▶ Task input
--- Begin ---

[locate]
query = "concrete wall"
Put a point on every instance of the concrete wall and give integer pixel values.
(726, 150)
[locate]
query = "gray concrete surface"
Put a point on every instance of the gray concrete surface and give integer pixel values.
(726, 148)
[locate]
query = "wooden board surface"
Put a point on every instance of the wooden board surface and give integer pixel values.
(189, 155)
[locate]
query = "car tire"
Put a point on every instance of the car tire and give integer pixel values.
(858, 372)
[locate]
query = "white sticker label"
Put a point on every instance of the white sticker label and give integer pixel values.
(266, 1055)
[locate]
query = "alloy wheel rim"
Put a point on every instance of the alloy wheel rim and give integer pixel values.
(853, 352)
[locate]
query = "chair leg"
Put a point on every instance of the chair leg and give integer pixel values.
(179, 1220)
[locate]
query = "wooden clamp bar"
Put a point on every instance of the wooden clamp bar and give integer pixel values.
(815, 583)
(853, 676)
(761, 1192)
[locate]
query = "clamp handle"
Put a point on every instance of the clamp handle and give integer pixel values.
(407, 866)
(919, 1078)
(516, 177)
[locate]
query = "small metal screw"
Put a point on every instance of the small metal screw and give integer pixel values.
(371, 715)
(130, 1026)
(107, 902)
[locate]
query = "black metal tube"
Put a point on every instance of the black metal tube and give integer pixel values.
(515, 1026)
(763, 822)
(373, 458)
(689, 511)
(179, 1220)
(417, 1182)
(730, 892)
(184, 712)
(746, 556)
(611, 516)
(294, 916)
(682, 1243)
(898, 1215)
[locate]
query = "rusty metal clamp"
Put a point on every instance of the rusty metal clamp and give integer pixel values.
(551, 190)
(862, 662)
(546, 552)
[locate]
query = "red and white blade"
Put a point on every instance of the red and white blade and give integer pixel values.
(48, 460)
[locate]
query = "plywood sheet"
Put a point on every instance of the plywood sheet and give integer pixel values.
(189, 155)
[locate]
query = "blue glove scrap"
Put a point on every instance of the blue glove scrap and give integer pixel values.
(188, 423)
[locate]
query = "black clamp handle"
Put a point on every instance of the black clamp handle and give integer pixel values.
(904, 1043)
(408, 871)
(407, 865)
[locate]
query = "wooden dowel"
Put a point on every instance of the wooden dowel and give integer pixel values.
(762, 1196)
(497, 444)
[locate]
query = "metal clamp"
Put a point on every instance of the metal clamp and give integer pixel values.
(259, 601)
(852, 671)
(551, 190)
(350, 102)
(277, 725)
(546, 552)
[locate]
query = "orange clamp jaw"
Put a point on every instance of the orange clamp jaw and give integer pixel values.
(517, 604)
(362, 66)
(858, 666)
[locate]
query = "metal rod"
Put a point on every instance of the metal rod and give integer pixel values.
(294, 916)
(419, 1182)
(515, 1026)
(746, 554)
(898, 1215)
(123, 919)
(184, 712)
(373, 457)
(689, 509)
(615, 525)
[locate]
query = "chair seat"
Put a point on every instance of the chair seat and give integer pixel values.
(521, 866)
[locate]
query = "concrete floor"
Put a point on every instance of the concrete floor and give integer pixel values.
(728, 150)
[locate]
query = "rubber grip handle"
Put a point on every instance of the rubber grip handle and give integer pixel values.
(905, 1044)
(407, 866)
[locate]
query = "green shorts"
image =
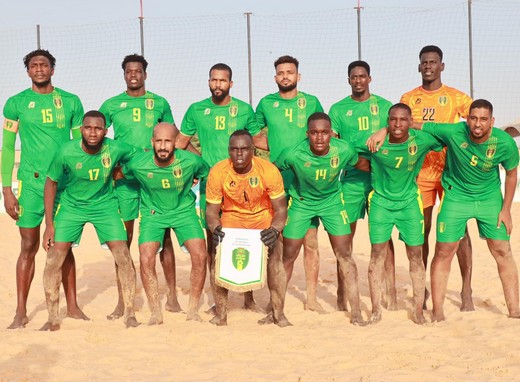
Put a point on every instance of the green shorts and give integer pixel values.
(406, 216)
(455, 213)
(127, 193)
(30, 201)
(70, 220)
(330, 211)
(185, 223)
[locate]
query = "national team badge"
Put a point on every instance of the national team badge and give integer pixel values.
(233, 110)
(149, 104)
(240, 258)
(490, 153)
(106, 162)
(254, 182)
(177, 172)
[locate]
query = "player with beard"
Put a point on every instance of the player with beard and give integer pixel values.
(45, 116)
(86, 166)
(165, 176)
(285, 114)
(214, 119)
(133, 114)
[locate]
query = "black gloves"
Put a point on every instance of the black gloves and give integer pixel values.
(269, 236)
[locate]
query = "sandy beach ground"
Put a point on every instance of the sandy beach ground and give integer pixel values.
(471, 346)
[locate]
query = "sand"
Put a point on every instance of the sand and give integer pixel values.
(470, 346)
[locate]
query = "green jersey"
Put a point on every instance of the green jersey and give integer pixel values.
(88, 176)
(45, 122)
(394, 168)
(286, 119)
(214, 124)
(355, 122)
(316, 177)
(135, 117)
(471, 169)
(167, 188)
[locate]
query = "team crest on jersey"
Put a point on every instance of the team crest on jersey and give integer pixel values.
(106, 162)
(490, 153)
(334, 161)
(149, 104)
(177, 172)
(254, 181)
(233, 110)
(443, 100)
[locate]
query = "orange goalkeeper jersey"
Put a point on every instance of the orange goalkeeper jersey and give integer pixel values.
(444, 105)
(245, 198)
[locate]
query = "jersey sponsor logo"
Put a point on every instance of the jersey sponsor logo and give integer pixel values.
(106, 162)
(233, 110)
(254, 181)
(443, 100)
(490, 153)
(334, 161)
(240, 258)
(177, 172)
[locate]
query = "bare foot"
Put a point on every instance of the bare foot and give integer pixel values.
(438, 317)
(357, 319)
(77, 314)
(467, 302)
(211, 310)
(218, 321)
(375, 318)
(19, 322)
(266, 320)
(172, 306)
(117, 313)
(131, 322)
(314, 306)
(49, 326)
(193, 317)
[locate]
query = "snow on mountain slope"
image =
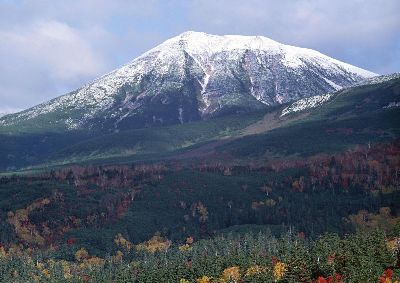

--- End ---

▶ Directive
Copy the rows above, from the very first line through the line containing "(761, 1192)", with the requests included and nothing else added. Multiply every point coordinate in the answers by 0.35 and round each to a whole number, rounding halves up.

▶ Solution
[locate]
query = "concrete wall"
Put a point on every instance of the concrete wall and give integer pixel values.
(254, 53)
[locate]
query = "gray concrete surface"
Put a point on every instance of the gray concrete surface and give integer pixel values.
(254, 52)
[locate]
query = "wooden board surface"
Put a point on every instance of the wooden board surface and give integer pixel values.
(66, 54)
[locate]
query = "car tire"
Put a point on every instance of the car tire and give integer pixel values.
(300, 130)
[locate]
query = "white sticker label"
Put a point on every instance of the white sticker label and give integer pixel values.
(93, 369)
[locate]
query = "alloy wheel rim"
Put a point on every instance of the alloy wheel rim and give integer pixel values.
(299, 123)
[locate]
query = "chair leg"
Put a point on every instance of the chair leg and give integer pixel values.
(63, 427)
[locate]
query = "wooden clamp bar"
Put a point on every instance of the wooden clamp bar and give integer pixel values.
(285, 204)
(299, 237)
(266, 417)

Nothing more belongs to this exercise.